• [PROMPT]
How many lines in the entries below contain the word "wire"? Count a match only when the case is the same, and reply with the number alone.

• [MATERIAL PROVIDED]

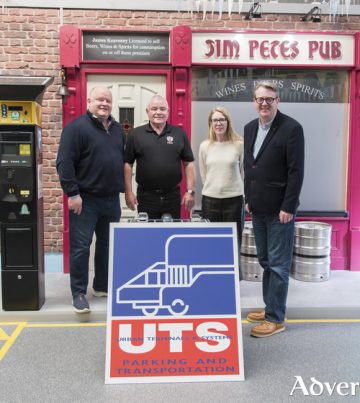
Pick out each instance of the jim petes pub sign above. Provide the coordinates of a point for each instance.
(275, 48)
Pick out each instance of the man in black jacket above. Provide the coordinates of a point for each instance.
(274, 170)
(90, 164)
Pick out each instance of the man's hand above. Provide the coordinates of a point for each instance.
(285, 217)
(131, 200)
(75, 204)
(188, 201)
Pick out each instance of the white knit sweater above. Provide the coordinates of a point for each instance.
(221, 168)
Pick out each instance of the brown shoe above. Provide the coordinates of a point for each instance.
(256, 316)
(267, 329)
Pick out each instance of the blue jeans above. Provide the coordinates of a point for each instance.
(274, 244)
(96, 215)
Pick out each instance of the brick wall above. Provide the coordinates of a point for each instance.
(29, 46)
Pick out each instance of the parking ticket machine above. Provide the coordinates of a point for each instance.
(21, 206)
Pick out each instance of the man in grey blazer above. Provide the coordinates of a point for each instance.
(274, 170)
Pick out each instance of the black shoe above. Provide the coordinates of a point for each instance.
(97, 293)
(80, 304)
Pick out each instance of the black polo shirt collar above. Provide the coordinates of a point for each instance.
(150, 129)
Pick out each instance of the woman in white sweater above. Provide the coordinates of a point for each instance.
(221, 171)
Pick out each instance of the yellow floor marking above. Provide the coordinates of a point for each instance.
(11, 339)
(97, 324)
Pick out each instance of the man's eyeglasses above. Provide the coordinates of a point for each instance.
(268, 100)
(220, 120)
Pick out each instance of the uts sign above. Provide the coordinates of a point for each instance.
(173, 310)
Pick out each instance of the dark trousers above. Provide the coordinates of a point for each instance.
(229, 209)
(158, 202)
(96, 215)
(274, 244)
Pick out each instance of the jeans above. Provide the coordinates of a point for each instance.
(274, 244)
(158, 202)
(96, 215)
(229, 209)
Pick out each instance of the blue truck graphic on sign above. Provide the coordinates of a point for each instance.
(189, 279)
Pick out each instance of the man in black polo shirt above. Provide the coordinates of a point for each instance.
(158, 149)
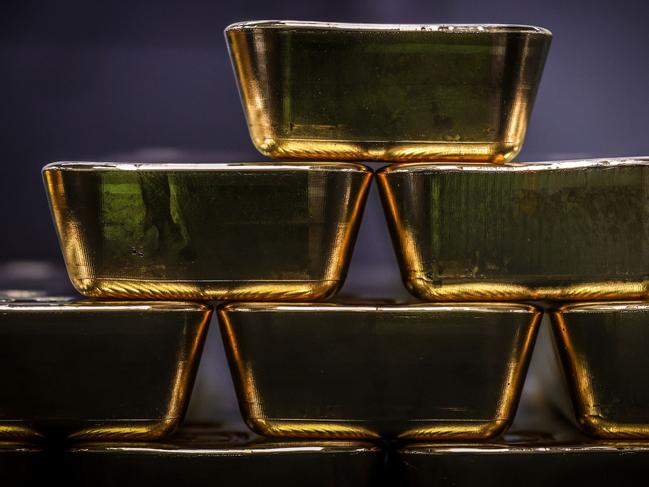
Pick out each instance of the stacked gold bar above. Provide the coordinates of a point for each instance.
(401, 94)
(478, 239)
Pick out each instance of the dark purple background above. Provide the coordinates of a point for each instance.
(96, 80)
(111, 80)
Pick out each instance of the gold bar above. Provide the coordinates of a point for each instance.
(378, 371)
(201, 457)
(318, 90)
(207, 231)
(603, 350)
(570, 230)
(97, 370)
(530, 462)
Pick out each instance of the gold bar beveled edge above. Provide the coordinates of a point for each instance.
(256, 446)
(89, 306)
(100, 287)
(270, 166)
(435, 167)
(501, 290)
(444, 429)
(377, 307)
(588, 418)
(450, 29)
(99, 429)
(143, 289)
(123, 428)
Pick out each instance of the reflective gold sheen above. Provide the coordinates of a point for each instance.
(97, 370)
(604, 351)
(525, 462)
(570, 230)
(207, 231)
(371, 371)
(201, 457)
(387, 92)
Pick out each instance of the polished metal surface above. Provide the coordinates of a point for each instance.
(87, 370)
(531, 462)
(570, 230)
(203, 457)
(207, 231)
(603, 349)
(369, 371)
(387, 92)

...

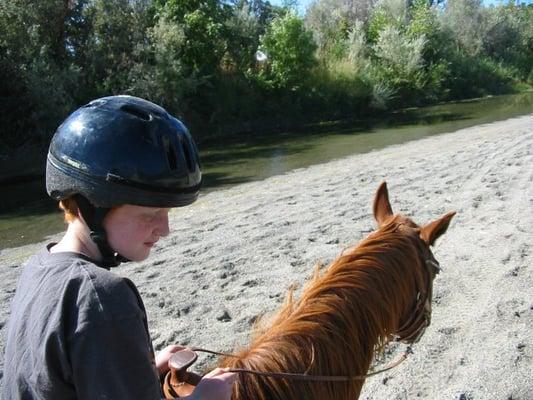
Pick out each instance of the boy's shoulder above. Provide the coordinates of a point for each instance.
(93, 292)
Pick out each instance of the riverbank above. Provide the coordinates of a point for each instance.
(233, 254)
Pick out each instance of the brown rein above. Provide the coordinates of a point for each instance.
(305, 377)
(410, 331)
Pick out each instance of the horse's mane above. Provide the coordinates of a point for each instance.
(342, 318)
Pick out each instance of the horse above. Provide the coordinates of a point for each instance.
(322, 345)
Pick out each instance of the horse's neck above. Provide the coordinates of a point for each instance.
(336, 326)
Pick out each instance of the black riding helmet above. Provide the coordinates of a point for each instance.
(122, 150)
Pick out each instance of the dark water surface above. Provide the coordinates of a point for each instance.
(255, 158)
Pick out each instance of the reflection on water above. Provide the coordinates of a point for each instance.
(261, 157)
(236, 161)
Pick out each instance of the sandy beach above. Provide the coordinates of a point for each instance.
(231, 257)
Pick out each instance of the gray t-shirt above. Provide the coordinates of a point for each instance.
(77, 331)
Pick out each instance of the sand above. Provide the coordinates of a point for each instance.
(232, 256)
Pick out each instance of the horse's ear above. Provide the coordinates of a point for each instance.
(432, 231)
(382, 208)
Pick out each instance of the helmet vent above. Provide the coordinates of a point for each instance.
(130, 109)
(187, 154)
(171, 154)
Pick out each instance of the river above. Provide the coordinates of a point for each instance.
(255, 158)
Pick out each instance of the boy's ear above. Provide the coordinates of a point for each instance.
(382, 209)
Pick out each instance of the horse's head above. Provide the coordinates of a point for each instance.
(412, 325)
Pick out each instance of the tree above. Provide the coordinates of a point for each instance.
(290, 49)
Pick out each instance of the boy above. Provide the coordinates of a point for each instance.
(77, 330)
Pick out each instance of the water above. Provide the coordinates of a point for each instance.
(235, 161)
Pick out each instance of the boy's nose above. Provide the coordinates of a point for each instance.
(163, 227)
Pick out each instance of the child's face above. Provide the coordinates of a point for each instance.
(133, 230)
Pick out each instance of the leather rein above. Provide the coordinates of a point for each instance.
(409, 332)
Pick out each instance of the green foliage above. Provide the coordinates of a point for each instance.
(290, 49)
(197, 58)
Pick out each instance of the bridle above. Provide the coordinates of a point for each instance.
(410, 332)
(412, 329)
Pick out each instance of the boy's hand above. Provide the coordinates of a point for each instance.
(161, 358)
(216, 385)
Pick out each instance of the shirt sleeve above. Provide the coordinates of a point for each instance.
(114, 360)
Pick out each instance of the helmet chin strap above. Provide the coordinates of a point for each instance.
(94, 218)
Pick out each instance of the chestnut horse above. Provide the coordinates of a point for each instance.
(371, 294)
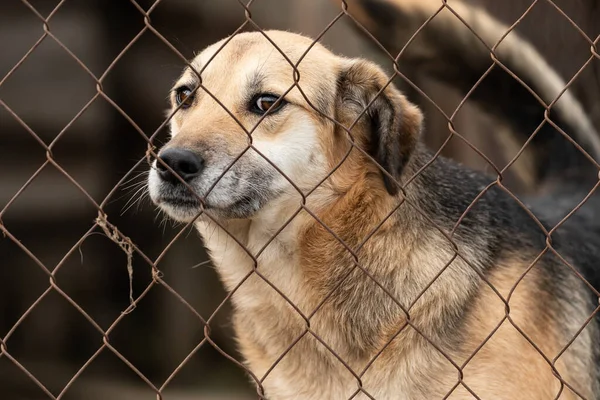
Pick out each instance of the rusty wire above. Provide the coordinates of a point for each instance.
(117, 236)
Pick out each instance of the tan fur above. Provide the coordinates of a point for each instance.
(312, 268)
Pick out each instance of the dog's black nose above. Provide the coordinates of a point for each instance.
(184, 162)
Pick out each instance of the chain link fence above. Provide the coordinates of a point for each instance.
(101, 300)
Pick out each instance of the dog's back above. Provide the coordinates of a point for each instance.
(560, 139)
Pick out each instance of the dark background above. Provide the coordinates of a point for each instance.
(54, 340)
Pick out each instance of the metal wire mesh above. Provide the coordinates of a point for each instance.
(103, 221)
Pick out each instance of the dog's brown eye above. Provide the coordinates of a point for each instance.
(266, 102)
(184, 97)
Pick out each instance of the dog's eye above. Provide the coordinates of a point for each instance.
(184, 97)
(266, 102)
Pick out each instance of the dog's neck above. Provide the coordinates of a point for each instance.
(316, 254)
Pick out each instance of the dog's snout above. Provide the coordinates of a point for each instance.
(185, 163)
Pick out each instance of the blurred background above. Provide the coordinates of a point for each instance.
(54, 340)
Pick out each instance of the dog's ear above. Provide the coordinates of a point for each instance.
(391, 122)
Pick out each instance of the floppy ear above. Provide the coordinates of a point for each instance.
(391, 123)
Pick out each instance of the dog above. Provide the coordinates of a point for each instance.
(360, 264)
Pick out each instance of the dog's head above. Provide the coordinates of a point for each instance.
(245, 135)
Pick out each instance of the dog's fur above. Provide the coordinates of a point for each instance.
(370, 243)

• [COMPLETED TASK]
2